STORED RECORDS:
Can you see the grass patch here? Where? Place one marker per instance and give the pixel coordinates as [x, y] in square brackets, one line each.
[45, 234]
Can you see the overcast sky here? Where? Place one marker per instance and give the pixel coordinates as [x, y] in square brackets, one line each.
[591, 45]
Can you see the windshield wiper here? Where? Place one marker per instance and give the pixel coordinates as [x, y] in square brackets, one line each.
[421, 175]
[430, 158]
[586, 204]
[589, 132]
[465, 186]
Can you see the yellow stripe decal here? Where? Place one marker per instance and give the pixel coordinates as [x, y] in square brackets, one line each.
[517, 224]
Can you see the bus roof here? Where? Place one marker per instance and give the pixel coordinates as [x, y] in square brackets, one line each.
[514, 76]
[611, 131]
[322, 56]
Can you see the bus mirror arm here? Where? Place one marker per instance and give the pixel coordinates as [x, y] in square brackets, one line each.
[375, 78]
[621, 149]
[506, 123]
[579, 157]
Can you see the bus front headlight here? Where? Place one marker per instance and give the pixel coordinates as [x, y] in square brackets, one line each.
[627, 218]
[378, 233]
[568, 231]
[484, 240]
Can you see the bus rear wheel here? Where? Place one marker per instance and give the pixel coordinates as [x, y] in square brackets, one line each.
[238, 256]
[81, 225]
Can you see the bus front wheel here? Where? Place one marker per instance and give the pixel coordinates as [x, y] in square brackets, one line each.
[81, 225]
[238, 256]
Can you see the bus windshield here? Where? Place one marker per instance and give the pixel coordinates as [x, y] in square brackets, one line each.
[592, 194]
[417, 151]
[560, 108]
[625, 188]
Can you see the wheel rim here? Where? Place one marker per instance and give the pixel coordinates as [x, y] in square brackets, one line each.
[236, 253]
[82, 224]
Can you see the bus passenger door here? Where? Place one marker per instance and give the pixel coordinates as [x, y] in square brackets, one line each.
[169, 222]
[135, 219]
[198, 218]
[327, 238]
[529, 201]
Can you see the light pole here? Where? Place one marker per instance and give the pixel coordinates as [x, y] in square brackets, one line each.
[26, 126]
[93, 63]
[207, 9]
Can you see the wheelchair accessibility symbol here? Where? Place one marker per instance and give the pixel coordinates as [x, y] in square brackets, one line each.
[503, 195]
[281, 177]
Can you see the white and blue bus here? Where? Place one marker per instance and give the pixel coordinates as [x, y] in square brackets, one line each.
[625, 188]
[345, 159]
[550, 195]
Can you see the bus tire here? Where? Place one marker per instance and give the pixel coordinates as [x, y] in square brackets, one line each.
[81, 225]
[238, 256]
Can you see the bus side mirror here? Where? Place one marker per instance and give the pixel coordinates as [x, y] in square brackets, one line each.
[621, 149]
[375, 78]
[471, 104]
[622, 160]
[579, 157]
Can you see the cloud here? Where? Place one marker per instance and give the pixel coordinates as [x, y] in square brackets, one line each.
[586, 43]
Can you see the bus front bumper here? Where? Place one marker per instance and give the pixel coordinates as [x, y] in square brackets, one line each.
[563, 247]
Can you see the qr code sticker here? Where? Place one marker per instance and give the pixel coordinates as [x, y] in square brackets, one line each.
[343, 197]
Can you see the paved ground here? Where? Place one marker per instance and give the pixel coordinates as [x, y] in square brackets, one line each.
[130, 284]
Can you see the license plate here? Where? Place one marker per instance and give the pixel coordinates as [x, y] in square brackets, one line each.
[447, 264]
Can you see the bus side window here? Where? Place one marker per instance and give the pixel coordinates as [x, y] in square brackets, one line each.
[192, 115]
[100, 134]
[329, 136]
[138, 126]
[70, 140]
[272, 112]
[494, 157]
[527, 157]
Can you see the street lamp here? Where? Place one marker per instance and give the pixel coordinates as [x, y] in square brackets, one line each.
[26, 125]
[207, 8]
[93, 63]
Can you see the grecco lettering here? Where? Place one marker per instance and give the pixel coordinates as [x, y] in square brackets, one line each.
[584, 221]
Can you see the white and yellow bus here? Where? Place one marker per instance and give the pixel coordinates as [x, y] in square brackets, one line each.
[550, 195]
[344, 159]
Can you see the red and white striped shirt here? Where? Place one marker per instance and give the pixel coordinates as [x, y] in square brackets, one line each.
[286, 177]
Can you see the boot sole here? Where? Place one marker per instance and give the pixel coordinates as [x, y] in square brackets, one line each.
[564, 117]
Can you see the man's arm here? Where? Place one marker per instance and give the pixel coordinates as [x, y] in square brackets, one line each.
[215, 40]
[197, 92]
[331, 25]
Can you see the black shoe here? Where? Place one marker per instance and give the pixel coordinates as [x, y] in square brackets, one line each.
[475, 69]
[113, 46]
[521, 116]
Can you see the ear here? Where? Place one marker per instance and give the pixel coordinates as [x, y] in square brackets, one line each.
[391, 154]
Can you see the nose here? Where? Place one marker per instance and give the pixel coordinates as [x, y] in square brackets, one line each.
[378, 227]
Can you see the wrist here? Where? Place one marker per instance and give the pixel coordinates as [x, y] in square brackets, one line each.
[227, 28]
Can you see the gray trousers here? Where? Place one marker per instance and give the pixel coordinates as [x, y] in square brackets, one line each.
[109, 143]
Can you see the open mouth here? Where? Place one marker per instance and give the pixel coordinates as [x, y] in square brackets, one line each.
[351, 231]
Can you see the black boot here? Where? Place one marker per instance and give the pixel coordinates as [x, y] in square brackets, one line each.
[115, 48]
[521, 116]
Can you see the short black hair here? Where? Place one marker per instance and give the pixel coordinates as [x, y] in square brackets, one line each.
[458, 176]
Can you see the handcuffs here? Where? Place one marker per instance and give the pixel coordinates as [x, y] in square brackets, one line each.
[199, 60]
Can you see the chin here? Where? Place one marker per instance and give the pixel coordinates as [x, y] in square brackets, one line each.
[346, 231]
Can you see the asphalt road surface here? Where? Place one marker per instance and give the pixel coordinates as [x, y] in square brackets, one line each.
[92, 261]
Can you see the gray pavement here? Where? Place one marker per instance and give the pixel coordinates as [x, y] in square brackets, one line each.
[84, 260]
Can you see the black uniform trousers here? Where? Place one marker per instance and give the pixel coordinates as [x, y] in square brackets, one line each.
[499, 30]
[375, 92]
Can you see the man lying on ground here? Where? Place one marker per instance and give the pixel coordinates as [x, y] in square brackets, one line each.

GOAL OF THE EXERCISE: Copy all of the data exactly.

EXERCISE SOLUTION:
Can you see the grass patch here? Where? Place one marker per instance and give the pixel coordinates as [x, y] in square brackets, one line each.
[45, 234]
Can you see the overcast sky here? Where? Place one marker per instance and give the pixel coordinates as [x, y] in square brackets, one line each.
[591, 45]
Can you see the windshield wiper here? Where? Place one marker per instance and give the pixel coordinates as [x, y] in square brackets, one line each.
[421, 175]
[430, 158]
[586, 204]
[589, 132]
[465, 186]
Can you see the yellow stripe decal here? Where? Place one marker per instance and give the pixel coordinates as [x, y] in square brackets, one line each.
[517, 224]
Can you see the bus roof here? Where? Place one marker per instance and give the pixel coordinates as [x, y] in square brackets, one line each.
[514, 76]
[611, 131]
[322, 56]
Can you see the bus mirror arm here? Where? Place one marker per instance and give the pixel coordinates as [x, y] in square brackets, one line each.
[375, 78]
[621, 149]
[506, 123]
[579, 157]
Can you see the bus front headlight here? Where? Place one marker per instance and give the pixel coordinates as [x, y] in square brackets, one line each.
[627, 218]
[378, 233]
[568, 231]
[484, 240]
Can you see the bus rear wheel here? Where? Place one marker per instance and give the pixel coordinates as [x, y] in square brackets, one line each.
[238, 256]
[81, 225]
Can you see the bus front wheel here? Where? Place one marker per instance and give the pixel coordinates as [x, y] in square brackets, one line each.
[81, 225]
[238, 256]
Can you see the bus windshield here? Where? Place one marker per instance and give the pixel coordinates as [x, y] in square brackets, one line each.
[592, 194]
[417, 151]
[560, 108]
[625, 188]
Can you see the wheel rim here? Where? Place one marker per instance and give the pixel coordinates as [x, y] in square brackets, one line each.
[236, 253]
[82, 224]
Can you see the bus passenger door here? Where? Place one marker per instance and give the pixel coordinates as [x, y] in square brackets, one line each.
[169, 222]
[135, 219]
[198, 218]
[327, 238]
[529, 201]
Can you see the light pole here? Where? Place one marker per instance and give the pixel coordinates as [x, y] in square brackets, one line each.
[26, 126]
[93, 63]
[207, 9]
Can you see the wheelchair accessibility symbol here? Where? Place one marker per instance and give the pixel coordinates as [x, y] in square brackets, one line each.
[503, 195]
[281, 177]
Can you see the white and blue bus here? Where? Place one marker per instance and give the pixel coordinates as [x, y] in square brackets, one line each.
[625, 188]
[345, 159]
[550, 195]
Can you see the bus tire here? Where? Place one marker per instance and give the pixel coordinates as [x, y] in square brackets, one line each.
[81, 225]
[238, 256]
Can you see the bus side mirror here? Where? Place one marker per instance and give the pixel coordinates as [x, y] in square brackets, one line each.
[621, 149]
[375, 78]
[471, 104]
[622, 160]
[579, 157]
Can you see the cloud here? Where? Place one marker per instance and give the pixel coordinates as [x, y] in square brackets, one line each.
[586, 43]
Can you see the bus front bumper here? Where? Place one marker per instance and give the pixel coordinates as [x, y] in square brackets, one line each.
[563, 247]
Can you see the qr code sticker here? Where? Place one marker per instance and give the pixel coordinates as [x, y] in square brackets, one line each.
[343, 197]
Can you see the paved ground here? Where? Place one marker per instance and give the pixel coordinates as [x, y] in square brackets, one line each.
[130, 284]
Can you see the license plate here? Where? Place one marker per instance and give the pixel coordinates as [x, y] in square brackets, one line each.
[447, 264]
Can you see the bus side window here? Where? Place one marker per instance and give the pixel coordinates as [x, y] in square brackets, one line each.
[192, 115]
[100, 134]
[329, 136]
[138, 126]
[70, 140]
[272, 112]
[494, 157]
[527, 157]
Can you see the street lamp here? Where? Place one marker per instance and give the pixel coordinates as [x, y] in square brackets, one line each.
[26, 125]
[207, 8]
[93, 63]
Can you see the grecco lettering here? Where? Place one marker per instance and give the pixel coordinates as [x, y] in square brackets, one line each.
[584, 221]
Can you see the white and yellow bus here? Where? Place one marker per instance and give the pixel coordinates as [x, y] in square brackets, one line each.
[550, 195]
[344, 159]
Can you see the red and white striped shirt here? Where? Place one marker per instance and give the pixel coordinates as [x, y] in square brackets, one line each.
[286, 177]
Can you see the boot sole here? Where? Place one marker per instance and give the pixel coordinates as [x, y] in square brackets, one line each.
[564, 117]
Can you see the man's arm here? Where? Place one marker per instance and give the pixel coordinates as [x, y] in square brackets, one line each.
[215, 40]
[197, 92]
[331, 25]
Can you see the black shoe here? Where? Place one marker per instance and give the pixel coordinates as [x, y] in square brackets, one line each.
[475, 69]
[113, 46]
[521, 116]
Can you see the ear here? Where? Place one marker per instance and give the pixel coordinates as [x, y] in square brackets, one line each.
[391, 154]
Can you see the nose here? Where? Place one marker per instance and give the pixel coordinates as [x, y] in square brackets, one line each.
[378, 227]
Can you see the wrist here? Where? Place one marker per instance and give the pixel coordinates as [x, y] in square brackets, one line each.
[227, 28]
Can you see the gray trousers here? Where? Place one marker per instance and give the pixel coordinates as [x, y] in square brackets, one line each.
[109, 143]
Can you see the open mouth here? Where? Place one marker per instance and give the pixel coordinates as [x, y] in square brackets, one line each.
[351, 231]
Can you see the black boot here? Where? Place one marker per instance and give the pixel coordinates as [x, y] in square brackets, one line each.
[115, 48]
[521, 116]
Can you see the short black hair here? Where? Place one marker per instance and give the pixel coordinates as [x, y] in square brackets, one line each.
[458, 176]
Can you see the handcuffs here? Where? Place one marker per instance and give the pixel coordinates as [x, y] in square brackets, one line each.
[199, 60]
Can you see the chin here? Where? Place one marker per instance and give the pixel coordinates as [x, y] in square brackets, one line each.
[346, 231]
Can you see the asphalt road surface here? Where? Place one marker per instance and give the pixel coordinates as [x, y] in square brackets, one line each.
[92, 261]
Can you see the gray pavement here? Where? Place one marker per instance and give the pixel coordinates as [x, y] in square brackets, one line each.
[84, 260]
Can you see the black uniform trousers here? Where? Place one marker per instance and give the pixel coordinates as [x, y] in square brackets, one line each.
[499, 30]
[375, 92]
Can you see the man lying on ground here? Where? Place one marker per instance and give the pixel coordinates as [x, y] in square brackets, one line each.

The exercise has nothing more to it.